- **THE RECORDS**:
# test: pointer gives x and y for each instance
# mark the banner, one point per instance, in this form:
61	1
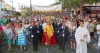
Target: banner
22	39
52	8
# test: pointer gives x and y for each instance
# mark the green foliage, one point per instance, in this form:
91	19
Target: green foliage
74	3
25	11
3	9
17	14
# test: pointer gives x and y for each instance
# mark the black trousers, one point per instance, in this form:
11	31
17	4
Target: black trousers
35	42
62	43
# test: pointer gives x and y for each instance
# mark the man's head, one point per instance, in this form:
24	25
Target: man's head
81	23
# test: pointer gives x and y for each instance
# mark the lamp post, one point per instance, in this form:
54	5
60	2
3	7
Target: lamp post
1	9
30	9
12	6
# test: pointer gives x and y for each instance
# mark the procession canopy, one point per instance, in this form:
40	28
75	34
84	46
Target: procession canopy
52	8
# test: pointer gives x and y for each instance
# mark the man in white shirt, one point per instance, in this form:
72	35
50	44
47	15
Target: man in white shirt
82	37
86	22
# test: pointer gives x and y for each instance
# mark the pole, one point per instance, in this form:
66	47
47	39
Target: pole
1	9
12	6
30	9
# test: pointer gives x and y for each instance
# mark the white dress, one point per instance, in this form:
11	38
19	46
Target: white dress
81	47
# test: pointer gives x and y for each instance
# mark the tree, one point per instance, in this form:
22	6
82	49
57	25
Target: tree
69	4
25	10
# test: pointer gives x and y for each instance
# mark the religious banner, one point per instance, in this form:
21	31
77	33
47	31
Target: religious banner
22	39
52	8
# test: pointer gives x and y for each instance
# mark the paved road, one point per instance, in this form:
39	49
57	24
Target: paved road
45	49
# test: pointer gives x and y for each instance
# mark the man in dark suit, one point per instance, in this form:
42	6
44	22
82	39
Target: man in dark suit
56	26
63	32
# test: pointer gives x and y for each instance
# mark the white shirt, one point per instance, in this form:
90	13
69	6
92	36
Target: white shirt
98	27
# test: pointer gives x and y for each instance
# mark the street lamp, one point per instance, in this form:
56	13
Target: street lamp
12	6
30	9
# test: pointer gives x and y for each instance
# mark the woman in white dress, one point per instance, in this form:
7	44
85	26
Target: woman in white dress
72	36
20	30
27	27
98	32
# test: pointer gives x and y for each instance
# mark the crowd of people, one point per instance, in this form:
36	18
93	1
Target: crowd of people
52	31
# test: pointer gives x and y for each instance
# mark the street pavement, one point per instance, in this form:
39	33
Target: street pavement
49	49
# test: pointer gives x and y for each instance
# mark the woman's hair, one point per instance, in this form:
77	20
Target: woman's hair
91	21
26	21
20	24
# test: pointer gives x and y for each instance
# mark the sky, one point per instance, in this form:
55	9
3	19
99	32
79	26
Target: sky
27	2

...

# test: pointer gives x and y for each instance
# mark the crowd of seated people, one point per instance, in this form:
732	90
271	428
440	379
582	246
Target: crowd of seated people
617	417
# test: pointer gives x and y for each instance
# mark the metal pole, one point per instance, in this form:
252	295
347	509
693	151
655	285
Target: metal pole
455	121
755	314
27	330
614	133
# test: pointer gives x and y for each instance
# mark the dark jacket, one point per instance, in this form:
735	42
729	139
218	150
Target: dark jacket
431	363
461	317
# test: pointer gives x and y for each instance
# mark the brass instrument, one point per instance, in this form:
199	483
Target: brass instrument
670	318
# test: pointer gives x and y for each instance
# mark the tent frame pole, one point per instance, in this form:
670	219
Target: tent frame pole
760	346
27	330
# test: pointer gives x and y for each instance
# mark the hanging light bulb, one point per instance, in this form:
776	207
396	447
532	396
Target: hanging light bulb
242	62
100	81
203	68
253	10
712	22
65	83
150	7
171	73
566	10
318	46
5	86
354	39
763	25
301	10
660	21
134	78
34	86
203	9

- **REQUEST**: How many lines in the listing contain the word "canopy"? Reply with the number alone.

- **THE ANSWER**: 2